How to complete this task
Please reproduce every record, keeping each one exactly as written.

Records for the exercise
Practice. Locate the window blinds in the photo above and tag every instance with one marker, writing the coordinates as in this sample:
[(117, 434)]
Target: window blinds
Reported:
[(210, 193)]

Task response
Practice. Locate the window blinds in the photo above and tag every instance with one marker, writing the coordinates as in this sample:
[(117, 434)]
Target: window blinds
Reported:
[(210, 193)]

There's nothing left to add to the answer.